§ **What is needed**
Verbatim output of the lines below is required, with the images omitted.
-- Listed records follows --
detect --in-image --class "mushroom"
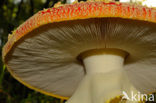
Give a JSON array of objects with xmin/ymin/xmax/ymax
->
[{"xmin": 2, "ymin": 1, "xmax": 156, "ymax": 103}]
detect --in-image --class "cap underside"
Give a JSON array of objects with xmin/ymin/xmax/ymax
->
[{"xmin": 5, "ymin": 18, "xmax": 156, "ymax": 99}]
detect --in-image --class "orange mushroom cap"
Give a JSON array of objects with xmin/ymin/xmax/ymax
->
[{"xmin": 3, "ymin": 1, "xmax": 156, "ymax": 61}]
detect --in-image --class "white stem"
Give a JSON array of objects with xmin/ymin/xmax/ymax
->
[
  {"xmin": 66, "ymin": 49, "xmax": 139, "ymax": 103},
  {"xmin": 66, "ymin": 0, "xmax": 76, "ymax": 4}
]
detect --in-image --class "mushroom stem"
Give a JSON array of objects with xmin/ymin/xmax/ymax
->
[{"xmin": 66, "ymin": 49, "xmax": 139, "ymax": 103}]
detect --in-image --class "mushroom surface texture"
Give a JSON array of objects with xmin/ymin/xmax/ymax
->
[{"xmin": 2, "ymin": 1, "xmax": 156, "ymax": 103}]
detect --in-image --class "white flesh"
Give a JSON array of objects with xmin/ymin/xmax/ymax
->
[{"xmin": 66, "ymin": 51, "xmax": 138, "ymax": 103}]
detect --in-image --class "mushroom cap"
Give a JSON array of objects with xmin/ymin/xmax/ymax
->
[{"xmin": 2, "ymin": 1, "xmax": 156, "ymax": 100}]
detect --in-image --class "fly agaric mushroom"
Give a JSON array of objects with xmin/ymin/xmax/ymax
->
[{"xmin": 2, "ymin": 1, "xmax": 156, "ymax": 103}]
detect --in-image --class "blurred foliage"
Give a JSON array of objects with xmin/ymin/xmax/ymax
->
[{"xmin": 0, "ymin": 0, "xmax": 156, "ymax": 103}]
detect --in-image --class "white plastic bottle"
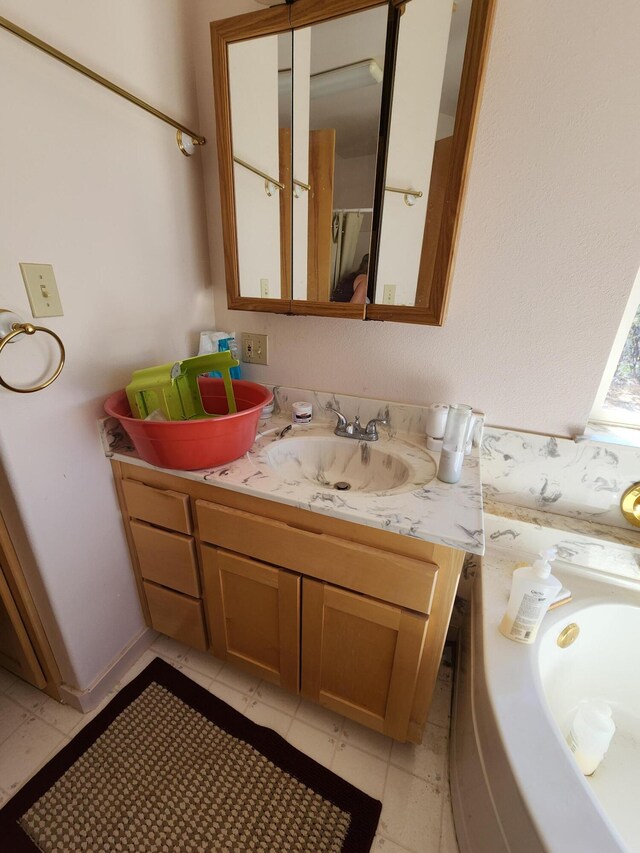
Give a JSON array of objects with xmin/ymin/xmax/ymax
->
-- Listed records concluded --
§ **Exercise response**
detect --in-image --class "mushroom"
Give a JSON array of objects with xmin/ymin/xmax/ymax
->
[{"xmin": 2, "ymin": 1, "xmax": 156, "ymax": 103}]
detect --in-image --class "cap underside"
Give a JSON array of objects with xmin/ymin/xmax/ymax
->
[{"xmin": 5, "ymin": 18, "xmax": 156, "ymax": 99}]
detect --in-image --class "orange mushroom cap"
Give a JSON array of objects with xmin/ymin/xmax/ymax
->
[{"xmin": 3, "ymin": 1, "xmax": 156, "ymax": 61}]
detect --in-image --class "white stem"
Give a JSON array of objects with xmin/ymin/xmax/ymax
->
[
  {"xmin": 66, "ymin": 49, "xmax": 139, "ymax": 103},
  {"xmin": 66, "ymin": 0, "xmax": 76, "ymax": 4}
]
detect --in-image --class "mushroom stem"
Give a JSON array of objects with xmin/ymin/xmax/ymax
->
[{"xmin": 66, "ymin": 49, "xmax": 139, "ymax": 103}]
detect --in-image --class "mushroom surface texture"
Give a JSON array of objects with xmin/ymin/xmax/ymax
->
[{"xmin": 2, "ymin": 1, "xmax": 156, "ymax": 103}]
detect --in-image --class "white flesh"
Give a JSON array of objects with xmin/ymin/xmax/ymax
->
[{"xmin": 66, "ymin": 51, "xmax": 138, "ymax": 103}]
detect --in-image --class "mushroom cap"
Give a JSON array of objects with xmin/ymin/xmax/ymax
->
[{"xmin": 2, "ymin": 1, "xmax": 156, "ymax": 100}]
detect --in-image --class "fly agaric mushroom"
Give a JSON array of objects with xmin/ymin/xmax/ymax
->
[{"xmin": 2, "ymin": 1, "xmax": 156, "ymax": 103}]
detect --in-image --class "blurred foliage"
Give a JSON array of objects with xmin/ymin/xmax/ymax
->
[{"xmin": 0, "ymin": 0, "xmax": 156, "ymax": 103}]
detect --in-image --class "white plastic bottle"
Give a JSON array of objects with xmin/ymin/xmax/ymax
->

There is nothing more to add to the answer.